» SOURCE TEXT
--- start ---
Agentic AI: Common Sense Will Be Applied

The sentence every leader says when they greenlight an agent. It has no subject. This series is about the empty chair it leaves behind.

Agentic AI: Common Sense Will Be Applied

Somewhere in your company a meeting is happening right now. Someone is proposing to hand a decision to an AI agent. A refund. A subscription cancellation. A disputed charge. The room is nervous, so the proposer reaches for the sentence that ends every one of these meetings:

"Don't worry. Common sense will be applied."

Everyone nods. The decision gets signed off. The agent ships.

Here is the problem with that sentence. It has no subject. Read it again. Common sense will be applied by whom? The agent does not have common sense. The proposer has left the room. And the human who used to make this call is being removed, because removing them is the entire point of the project. "Common sense will be applied" is a passive sentence draped over an empty chair.

who? will apply common sense.
No subject
The chair we just emptied
A passive sentence covering an empty chair. The judgment is assumed. The owner is missing.

This matters now because agents have crossed a line. For two years they suggested, and a human clicked. Now they act: they issue the refund, send the email, close the ticket, move the money. The safety net of a human between the model and the customer is quietly being removed, one workflow at a time, and "common sense will be applied" is the phrase that waves it through.
--- end ---
» INPUT FOR THIS TASK
--- start ---
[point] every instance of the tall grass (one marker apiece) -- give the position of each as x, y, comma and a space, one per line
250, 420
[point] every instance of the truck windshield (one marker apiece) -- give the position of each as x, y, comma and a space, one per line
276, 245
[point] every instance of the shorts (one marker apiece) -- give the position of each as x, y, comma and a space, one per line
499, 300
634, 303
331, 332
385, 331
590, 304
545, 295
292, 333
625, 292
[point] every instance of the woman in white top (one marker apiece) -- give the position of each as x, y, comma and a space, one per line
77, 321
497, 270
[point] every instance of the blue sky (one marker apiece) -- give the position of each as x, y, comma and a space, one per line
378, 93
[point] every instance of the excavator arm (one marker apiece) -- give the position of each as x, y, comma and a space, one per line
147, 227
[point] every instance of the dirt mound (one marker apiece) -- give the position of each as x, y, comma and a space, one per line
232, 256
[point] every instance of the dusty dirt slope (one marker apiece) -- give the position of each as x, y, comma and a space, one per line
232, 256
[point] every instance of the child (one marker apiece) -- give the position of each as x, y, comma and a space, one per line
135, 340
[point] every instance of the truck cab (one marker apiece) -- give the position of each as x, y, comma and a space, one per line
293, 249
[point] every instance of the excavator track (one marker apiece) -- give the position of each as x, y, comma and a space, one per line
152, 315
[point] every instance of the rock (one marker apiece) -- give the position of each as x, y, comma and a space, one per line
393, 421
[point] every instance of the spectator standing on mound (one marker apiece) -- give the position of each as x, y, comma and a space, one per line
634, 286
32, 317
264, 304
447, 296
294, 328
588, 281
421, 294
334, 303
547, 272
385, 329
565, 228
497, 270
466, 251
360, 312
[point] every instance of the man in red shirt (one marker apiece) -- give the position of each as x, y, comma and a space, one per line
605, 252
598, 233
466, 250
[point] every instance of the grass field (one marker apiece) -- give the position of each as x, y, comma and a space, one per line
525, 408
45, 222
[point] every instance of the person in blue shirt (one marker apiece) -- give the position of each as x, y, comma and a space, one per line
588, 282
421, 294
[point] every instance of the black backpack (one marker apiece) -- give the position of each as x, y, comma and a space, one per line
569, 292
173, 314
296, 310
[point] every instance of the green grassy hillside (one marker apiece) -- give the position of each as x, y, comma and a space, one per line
--- end ---
» TASKS TO COMPLETE
1 – In the piece on agentic AI, who is being removed as the entire point of the project?
2 – Reproduce the records word for word, starting at the line that contains "[point] every instance of the rock" and ending with the last line of the records.

» FINAL RESULTS
1 – The human who used to make the call.

2 –
[point] every instance of the rock (one marker apiece) -- give the position of each as x, y, comma and a space, one per line
393, 421
[point] every instance of the spectator standing on mound (one marker apiece) -- give the position of each as x, y, comma and a space, one per line
634, 286
32, 317
264, 304
447, 296
294, 328
588, 281
421, 294
334, 303
547, 272
385, 329
565, 228
497, 270
466, 251
360, 312
[point] every instance of the man in red shirt (one marker apiece) -- give the position of each as x, y, comma and a space, one per line
605, 252
598, 233
466, 250
[point] every instance of the grass field (one marker apiece) -- give the position of each as x, y, comma and a space, one per line
525, 408
45, 222
[point] every instance of the person in blue shirt (one marker apiece) -- give the position of each as x, y, comma and a space, one per line
588, 282
421, 294
[point] every instance of the black backpack (one marker apiece) -- give the position of each as x, y, comma and a space, one per line
569, 292
173, 314
296, 310
[point] every instance of the green grassy hillside (one marker apiece) -- give the position of each as x, y, comma and a space, one per line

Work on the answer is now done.